▸ SELECTED EXCERPT
BEGIN
ATLANTA - Governor Nathan Deal, in partnership with the Department of Community Health, today announced three new proposals to improve rural access to health care.
"Rural hospitals are struggling financially and have been for many years; we have witnessed a handful of them close in recent times," Deal said.
"When they shut their doors, it's not only bad for health care access but also for the local economies. In many instances, a rural hospital is the largest employer in a community, and it's difficult to attract new jobs to an area lacking this key quality-of-life ingredient. These important reforms will help rural hospitals stay operational and continue providing at least the most essential services to their communities, rather than shutting down entirely."
Deal is implementing changes to the rules and regulations affecting licensure for hospitals. These modifications will permit rural hospitals to offer fewer services if they are in danger of closing or if they have closed within the past year.
These rural freestanding emergency departments will provide emergency services to stabilize and transfer patients to existing full service hospitals located no more than 35 miles away.
They could also offer, if they choose, elective outpatient surgery, basic OB/GYN services, including normal baby deliveries, and certain procedures that do not require an operating room, such as an endoscopy.
To increase the flow of communication between hospitals and the state, Deal is designating an employee within the Department of Community Health to serve as a point person for rural hospitals.
He will establish a Rural Hospitals Stabilization Committee to identify needs of the rural hospital community and provide potential solutions.
"I recognize the critical need for hospital infrastructure in rural Georgia, as these resources save lives and maintain our communities," said Deal. "These communities should not have to go without crucial services, many of them lifesaving. I am confident that these proposals will increase communication between stakeholders and ensure that every Georgian is reasonably close to a health care provider should a need or emergency arise.
END
▸ INSTRUCTIONS TO FOLLOW
From the announcement on rural hospitals, return the passage that opens with the words containing "Deal is implementing" and closes with "as an endoscopy.".

▸ Stored data
BEGIN
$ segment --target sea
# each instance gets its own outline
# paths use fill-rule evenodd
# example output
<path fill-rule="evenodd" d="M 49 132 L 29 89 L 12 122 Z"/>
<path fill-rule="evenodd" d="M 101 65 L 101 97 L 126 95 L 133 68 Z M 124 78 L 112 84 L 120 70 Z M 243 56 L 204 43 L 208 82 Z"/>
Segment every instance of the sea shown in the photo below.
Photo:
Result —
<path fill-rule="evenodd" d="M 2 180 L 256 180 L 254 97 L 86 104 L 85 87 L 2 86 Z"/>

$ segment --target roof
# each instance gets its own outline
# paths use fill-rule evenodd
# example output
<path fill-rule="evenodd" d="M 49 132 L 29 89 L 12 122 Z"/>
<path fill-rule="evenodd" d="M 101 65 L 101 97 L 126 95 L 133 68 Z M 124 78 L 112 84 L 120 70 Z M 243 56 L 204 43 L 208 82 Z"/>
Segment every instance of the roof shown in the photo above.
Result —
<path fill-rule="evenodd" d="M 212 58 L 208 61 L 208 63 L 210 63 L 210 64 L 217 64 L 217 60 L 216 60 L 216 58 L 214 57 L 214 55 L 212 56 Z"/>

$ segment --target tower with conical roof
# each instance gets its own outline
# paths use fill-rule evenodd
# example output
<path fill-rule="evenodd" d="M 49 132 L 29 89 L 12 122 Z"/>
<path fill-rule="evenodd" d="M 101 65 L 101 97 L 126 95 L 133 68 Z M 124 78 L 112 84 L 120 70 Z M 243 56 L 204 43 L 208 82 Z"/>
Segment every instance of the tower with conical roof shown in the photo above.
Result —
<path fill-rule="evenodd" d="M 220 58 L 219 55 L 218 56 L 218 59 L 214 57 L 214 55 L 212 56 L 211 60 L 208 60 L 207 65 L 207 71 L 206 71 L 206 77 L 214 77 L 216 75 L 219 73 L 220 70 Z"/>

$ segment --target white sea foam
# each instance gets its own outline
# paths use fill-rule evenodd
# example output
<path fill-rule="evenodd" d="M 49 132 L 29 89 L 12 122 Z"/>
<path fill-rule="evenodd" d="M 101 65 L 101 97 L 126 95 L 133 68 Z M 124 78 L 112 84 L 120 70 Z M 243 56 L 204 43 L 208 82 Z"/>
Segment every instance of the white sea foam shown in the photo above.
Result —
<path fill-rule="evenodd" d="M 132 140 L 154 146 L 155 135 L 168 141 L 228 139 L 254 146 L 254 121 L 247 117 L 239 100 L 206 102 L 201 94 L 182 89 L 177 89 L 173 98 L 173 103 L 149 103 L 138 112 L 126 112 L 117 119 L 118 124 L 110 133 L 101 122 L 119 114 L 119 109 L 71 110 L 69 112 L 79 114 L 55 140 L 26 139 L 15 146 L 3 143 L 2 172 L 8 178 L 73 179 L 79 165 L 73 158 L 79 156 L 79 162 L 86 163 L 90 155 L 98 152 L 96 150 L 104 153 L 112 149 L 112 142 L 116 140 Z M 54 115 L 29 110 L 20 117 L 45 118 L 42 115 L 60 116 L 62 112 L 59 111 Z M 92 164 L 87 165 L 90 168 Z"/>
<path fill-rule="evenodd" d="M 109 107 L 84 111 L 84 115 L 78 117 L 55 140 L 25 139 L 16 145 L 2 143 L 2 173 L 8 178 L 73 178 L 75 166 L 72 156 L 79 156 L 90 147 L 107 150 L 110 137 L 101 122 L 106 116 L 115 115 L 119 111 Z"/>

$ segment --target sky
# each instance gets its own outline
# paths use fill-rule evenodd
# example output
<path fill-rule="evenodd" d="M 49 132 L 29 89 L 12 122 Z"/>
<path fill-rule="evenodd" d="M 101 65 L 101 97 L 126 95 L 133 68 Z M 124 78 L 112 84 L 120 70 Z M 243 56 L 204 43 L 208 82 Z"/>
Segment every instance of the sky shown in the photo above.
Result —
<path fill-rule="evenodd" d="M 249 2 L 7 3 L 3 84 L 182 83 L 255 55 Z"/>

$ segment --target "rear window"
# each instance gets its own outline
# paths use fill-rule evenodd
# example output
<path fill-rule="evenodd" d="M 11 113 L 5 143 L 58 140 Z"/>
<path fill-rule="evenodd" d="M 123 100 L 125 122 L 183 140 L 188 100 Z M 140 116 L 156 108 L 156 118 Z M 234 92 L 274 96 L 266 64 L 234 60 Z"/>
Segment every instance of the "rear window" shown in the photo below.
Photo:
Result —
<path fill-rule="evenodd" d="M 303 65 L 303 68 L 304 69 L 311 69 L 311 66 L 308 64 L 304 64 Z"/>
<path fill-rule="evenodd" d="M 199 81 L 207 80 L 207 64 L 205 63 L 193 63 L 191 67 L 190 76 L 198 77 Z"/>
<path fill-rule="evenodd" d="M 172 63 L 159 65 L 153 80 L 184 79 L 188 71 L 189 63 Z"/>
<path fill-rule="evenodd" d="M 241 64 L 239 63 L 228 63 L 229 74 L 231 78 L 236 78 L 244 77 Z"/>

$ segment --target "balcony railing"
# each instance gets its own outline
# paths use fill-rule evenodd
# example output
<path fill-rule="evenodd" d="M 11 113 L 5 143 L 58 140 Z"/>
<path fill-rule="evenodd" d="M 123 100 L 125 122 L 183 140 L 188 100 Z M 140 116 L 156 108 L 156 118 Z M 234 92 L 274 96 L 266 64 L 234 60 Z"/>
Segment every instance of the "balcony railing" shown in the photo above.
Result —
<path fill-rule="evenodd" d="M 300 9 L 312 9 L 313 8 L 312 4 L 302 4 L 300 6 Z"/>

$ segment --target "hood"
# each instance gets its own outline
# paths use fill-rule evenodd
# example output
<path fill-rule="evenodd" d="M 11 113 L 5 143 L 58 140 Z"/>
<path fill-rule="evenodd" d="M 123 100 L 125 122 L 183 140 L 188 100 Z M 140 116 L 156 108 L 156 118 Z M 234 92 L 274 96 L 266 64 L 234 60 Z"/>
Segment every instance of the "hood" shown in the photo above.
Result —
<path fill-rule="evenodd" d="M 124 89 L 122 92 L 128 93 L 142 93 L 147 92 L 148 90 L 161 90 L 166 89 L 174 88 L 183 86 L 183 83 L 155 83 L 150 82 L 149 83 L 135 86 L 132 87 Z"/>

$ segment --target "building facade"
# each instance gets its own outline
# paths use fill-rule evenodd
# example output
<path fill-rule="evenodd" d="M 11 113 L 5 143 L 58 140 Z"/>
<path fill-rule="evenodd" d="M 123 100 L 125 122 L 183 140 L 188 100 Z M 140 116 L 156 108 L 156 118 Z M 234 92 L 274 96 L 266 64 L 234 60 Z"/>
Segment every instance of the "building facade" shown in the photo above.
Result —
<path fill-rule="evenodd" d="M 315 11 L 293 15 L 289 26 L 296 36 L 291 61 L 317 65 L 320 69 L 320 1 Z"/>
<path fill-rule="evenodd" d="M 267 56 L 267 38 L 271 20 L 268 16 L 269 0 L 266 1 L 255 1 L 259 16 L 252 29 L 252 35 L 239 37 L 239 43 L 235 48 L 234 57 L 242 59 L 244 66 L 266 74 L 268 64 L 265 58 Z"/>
END
▸ RESULT OF THIS TASK
Deal is implementing changes to the rules and regulations affecting licensure for hospitals. These modifications will permit rural hospitals to offer fewer services if they are in danger of closing or if they have closed within the past year.
These rural freestanding emergency departments will provide emergency services to stabilize and transfer patients to existing full service hospitals located no more than 35 miles away.
They could also offer, if they choose, elective outpatient surgery, basic OB/GYN services, including normal baby deliveries, and certain procedures that do not require an operating room, such as an endoscopy.